PROBLEM TO SOLVE -
Using the matrix transformations excerpt below, decide whether each statement agrees with it: (a) matrix b reflects points across the y axis; (b) multiplying a and b first and then multiplying by x turns the point x,y into x,-y; (c) two matrices can be multiplied whenever the two outer numbers are the same. Answer each with yes or no and quote the deciding words.

PAGE EXCERPT -

====

Remember you can do this multiplication because you have a 2 by 2 and a 2 by 1. Whenever the 2 inner numbers are the same, you can multiply the two matrices.

This matrix is going to be, x plus 0, x. It's going to be 0 minus y. Think about this means in terms of transformation. Imagine that this matrix represents the point x,y. What's x,-y? X,-y is the reflection across the x axis. This matrix creates the transformation of reflecting across the x axis.

Matrices can represent transformations. Let's see what matrix b does. Here I'm multiplying the matrix x by matrix b. We get -x plus 0, -x. 0 plus y, y. Again, if I think of the original x matrix, as the point x,y in the plane, what's represented by this matrix -x,y. It's the reflection in the y axis. That's the point that has coordinates -x y. This matrix reflects points across the Y axis.

Now what happens if we multiply a and b first and then multiply the result by x? Let's do that. We get -1 plus 0, -1. 0 plus 0, 0. 0 plus 0, 0. 0 minus 1, -1. I multiply -1, 0, 0, -1 by x,y. I get -x, 0 -x, 0 minus y. The point x,y has become the point -x,-y. If x,y is right here, -x -y is down here. Both coordinates have been reversed.

That has the effect of reflecting across the y axis and then reflecting across the x axis. So it's like we got both transformations when we multiplied the two matrices. Multiplying matrices can give you a sequence of transformations.

====

PROVIDED INFORMATION -
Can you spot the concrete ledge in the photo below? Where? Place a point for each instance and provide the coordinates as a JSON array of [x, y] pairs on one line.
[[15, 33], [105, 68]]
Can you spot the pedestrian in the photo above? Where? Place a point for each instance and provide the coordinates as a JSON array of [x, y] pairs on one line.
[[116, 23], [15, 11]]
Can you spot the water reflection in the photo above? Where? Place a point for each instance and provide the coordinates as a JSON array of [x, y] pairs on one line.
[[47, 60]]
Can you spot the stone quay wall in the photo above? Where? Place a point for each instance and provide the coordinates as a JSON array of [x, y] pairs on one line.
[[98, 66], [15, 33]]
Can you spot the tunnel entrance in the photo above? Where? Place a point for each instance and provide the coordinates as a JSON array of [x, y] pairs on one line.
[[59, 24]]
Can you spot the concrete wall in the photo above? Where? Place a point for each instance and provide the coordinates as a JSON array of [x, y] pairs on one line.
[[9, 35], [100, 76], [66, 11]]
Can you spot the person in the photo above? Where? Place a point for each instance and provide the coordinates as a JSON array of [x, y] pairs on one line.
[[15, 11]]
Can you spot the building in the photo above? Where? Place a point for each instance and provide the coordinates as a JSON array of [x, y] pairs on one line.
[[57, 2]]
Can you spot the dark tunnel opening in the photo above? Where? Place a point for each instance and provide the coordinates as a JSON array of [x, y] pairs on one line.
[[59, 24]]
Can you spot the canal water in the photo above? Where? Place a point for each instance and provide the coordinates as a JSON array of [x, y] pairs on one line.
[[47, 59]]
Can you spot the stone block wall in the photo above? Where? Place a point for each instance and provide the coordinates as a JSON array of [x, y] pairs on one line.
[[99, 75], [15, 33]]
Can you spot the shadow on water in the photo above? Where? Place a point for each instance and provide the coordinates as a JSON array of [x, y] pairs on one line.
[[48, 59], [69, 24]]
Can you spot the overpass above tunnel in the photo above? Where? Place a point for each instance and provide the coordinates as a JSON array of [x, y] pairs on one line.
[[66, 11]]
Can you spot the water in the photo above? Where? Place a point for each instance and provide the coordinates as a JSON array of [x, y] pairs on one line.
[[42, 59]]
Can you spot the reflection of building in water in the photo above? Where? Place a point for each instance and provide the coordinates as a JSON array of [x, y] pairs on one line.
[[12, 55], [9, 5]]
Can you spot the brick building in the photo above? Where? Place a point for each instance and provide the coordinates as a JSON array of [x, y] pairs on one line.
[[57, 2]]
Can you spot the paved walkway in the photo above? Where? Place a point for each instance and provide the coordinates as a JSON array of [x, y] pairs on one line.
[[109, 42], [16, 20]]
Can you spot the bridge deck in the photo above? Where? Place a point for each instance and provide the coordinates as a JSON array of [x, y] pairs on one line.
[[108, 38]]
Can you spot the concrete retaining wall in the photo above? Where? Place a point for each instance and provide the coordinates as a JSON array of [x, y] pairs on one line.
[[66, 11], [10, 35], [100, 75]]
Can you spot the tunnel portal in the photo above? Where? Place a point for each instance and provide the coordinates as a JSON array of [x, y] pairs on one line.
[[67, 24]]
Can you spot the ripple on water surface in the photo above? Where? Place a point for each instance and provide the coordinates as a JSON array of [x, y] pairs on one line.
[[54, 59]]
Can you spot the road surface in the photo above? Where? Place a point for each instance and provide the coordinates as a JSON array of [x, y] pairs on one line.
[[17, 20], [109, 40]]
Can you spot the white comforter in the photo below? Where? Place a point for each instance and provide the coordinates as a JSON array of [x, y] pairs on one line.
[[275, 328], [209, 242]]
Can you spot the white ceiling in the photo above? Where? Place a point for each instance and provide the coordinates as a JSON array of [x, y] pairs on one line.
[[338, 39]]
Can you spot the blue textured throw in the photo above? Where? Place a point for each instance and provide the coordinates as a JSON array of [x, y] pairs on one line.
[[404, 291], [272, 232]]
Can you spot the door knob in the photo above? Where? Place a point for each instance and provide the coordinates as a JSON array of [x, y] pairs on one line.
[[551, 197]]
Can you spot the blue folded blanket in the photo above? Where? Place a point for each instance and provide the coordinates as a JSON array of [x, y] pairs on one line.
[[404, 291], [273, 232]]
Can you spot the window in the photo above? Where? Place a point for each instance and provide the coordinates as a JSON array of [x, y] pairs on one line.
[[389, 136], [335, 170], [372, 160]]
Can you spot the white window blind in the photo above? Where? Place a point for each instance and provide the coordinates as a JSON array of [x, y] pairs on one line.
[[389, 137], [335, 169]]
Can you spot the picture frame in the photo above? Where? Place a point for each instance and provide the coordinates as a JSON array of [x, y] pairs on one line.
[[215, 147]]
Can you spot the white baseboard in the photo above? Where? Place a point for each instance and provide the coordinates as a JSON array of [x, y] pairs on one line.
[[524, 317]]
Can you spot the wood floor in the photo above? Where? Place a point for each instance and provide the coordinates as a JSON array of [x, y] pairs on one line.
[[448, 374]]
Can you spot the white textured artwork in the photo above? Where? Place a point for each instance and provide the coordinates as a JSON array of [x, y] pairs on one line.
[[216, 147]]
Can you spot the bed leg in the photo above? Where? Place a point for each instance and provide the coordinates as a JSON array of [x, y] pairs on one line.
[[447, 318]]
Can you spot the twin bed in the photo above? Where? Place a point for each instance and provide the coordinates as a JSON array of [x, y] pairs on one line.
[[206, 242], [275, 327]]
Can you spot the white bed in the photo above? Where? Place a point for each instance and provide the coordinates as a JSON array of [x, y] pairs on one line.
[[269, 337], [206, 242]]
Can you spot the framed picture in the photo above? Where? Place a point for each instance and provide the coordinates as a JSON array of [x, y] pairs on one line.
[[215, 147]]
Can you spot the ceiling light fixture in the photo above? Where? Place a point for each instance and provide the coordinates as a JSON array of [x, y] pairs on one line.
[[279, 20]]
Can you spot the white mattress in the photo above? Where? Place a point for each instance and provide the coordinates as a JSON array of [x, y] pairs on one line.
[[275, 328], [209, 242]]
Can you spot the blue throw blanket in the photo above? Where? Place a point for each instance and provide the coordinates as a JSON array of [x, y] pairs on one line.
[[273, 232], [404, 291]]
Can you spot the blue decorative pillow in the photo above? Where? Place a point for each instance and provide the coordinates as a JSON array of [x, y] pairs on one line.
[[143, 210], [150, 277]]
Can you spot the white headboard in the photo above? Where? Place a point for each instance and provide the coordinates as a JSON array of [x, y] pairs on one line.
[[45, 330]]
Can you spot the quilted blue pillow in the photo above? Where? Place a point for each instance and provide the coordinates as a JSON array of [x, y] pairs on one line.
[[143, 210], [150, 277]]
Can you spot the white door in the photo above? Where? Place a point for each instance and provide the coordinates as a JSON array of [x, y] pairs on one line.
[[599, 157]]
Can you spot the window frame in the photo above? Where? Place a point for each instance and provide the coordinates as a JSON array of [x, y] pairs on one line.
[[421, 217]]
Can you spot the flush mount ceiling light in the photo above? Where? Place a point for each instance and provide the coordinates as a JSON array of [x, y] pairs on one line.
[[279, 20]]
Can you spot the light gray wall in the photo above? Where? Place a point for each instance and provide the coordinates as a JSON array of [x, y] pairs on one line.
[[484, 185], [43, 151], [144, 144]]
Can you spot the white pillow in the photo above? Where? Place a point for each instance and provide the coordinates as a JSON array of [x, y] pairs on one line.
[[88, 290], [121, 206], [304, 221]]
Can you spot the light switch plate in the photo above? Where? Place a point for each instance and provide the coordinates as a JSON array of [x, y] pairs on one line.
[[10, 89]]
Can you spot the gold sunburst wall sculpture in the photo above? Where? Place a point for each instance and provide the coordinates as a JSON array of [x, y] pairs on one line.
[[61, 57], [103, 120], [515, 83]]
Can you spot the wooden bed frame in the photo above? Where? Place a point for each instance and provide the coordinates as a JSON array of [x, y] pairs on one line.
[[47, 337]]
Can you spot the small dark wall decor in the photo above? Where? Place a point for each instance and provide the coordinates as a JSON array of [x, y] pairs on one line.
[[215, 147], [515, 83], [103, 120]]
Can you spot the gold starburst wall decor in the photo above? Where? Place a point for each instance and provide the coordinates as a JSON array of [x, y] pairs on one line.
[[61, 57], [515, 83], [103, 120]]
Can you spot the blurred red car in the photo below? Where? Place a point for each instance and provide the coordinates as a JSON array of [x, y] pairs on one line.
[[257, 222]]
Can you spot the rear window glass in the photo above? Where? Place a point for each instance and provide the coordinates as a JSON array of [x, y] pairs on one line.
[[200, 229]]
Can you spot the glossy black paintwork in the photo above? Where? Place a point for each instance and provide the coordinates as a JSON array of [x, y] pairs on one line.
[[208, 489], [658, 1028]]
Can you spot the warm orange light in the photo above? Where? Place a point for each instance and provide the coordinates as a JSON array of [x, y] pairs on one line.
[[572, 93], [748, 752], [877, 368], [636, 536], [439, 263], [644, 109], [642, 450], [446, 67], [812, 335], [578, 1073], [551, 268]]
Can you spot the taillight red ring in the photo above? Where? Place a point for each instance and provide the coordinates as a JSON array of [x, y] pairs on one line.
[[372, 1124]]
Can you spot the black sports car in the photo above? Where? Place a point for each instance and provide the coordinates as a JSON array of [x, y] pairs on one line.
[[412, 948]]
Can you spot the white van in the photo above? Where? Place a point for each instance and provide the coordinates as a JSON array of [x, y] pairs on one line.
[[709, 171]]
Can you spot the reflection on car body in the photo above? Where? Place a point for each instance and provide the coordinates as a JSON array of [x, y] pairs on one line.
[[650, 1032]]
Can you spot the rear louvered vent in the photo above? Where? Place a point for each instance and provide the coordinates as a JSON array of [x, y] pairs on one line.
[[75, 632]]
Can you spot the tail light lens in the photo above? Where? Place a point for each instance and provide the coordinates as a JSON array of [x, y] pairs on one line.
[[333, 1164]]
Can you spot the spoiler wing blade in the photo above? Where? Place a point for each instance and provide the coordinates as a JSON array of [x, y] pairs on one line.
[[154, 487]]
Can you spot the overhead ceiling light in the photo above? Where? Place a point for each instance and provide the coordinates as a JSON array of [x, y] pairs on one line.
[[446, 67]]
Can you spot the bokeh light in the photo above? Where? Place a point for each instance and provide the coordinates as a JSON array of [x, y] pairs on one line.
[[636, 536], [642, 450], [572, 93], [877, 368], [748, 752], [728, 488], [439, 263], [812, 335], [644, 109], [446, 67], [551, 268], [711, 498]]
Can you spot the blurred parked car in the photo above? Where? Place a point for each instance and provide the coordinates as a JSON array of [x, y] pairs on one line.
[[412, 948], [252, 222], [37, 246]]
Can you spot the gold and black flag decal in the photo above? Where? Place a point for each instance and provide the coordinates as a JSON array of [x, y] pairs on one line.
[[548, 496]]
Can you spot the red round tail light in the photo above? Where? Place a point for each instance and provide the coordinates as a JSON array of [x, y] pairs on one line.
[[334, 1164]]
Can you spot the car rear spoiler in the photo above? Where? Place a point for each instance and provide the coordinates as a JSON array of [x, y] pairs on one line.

====

FINAL RESULT -
(a) Yes: "This matrix reflects points across the Y axis."
(b) No: "The point x,y has become the point -x,-y."
(c) No: "Whenever the 2 inner numbers are the same, you can multiply the two matrices."